INPUT FOR THIS TASK >>
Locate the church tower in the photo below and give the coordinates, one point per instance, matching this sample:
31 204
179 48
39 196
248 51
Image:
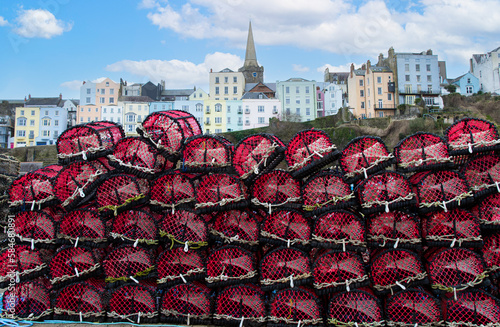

PROBLEM >>
Reproduce the records verbatim, omitting all images they contain.

OUTPUT BELOW >>
Locate the church tower in the photo below and give the coordinates, one point per instance, matching this sample:
31 204
179 48
39 196
248 51
Image:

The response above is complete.